» **Excerpted text**:

# Designing a 4053 IC robotic control circuit for interfacing with Sabertooth motor controller?

I am designing a control circuit for a robot and was recommended to use a 4053 IC to achieve analogue multiplexing.

PROBLEM

The Sabertooth 2x60 motor controller I am using is running in analog input mode. This means its control scheme is 0v-2.5v is reverse, 2.5v is stop, and 2.5v-5v is forward. I am using ROS and using a 1208FS-PLUS as the DAC to interface to the motor controllers. Until my ROS software starts, it is at 0v and this is full reverse.

GOAL

The design goal is that I require a 2.5v source until my software is started and able to control the robot. My approach was to use the 4053 IC to multiplex my analog signals. While the software is running it supplies a high and switches the multiplexer to use the signals from the DAC. If it is low it uses a 2.5v source from a voltage divider circuit.

APPROACH

Below is a schematic (and built on proto board). I am using 2x10k resistors to build a voltage divider circuit (as per the relationship). The output is using an RC filter to achieve a smoother operational output (as per the Sabertooth user manual recommendations).

» **Data rows**:
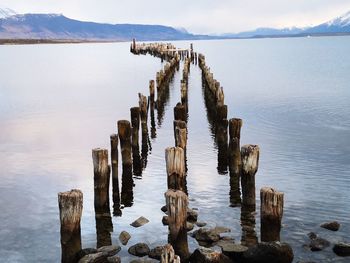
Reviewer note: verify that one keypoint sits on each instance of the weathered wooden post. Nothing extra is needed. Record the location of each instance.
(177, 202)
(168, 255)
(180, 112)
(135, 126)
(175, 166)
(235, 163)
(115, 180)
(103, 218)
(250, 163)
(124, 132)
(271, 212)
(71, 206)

--

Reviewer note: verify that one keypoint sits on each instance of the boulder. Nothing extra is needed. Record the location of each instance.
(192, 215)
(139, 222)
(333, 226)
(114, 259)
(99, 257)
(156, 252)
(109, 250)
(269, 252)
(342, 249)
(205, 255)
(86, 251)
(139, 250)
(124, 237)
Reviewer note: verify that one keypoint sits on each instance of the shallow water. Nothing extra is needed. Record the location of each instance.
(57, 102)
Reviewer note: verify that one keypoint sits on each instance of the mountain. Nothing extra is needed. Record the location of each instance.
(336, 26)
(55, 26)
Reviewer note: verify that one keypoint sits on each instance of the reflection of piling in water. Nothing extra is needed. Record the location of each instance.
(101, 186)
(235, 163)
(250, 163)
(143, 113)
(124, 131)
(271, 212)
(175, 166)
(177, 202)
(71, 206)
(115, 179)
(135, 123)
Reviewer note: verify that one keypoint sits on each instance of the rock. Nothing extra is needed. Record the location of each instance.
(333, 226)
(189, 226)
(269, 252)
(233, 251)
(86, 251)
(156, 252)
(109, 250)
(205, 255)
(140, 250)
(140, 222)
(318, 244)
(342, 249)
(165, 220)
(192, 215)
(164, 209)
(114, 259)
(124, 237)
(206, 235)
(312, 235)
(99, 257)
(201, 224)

» **Problem set**:
1. In the post about the 4053 control circuit, what voltage makes the Sabertooth motor controller stop?
2. Extend the post about the 4053 control circuit, starting right after its last sentence.

» **Solved problems**:
1. 2.5 volts

2.
PROBLEMS AND HELP

• I have tested this on the bench and it works however the voltage divider produces ~2.8v on average which causes the motors under no load to drift. Could anyone recommend a way to achieve as close to 2.5v as possible. Solution can be active as the 4053 is an active component.
• The input is not always 5v despite the specs of my DAC specifying it will be. I was thinking of using an op amp to cap my voltage at 5v? Could anyone please assist me to evaluate the applicability of this?
• The Sabertooth manual doesn't specify the control signal currents (I don't imagine they would be too large). Should I use a buffer (voltage follower) to somewhat amplify the current from the 4053?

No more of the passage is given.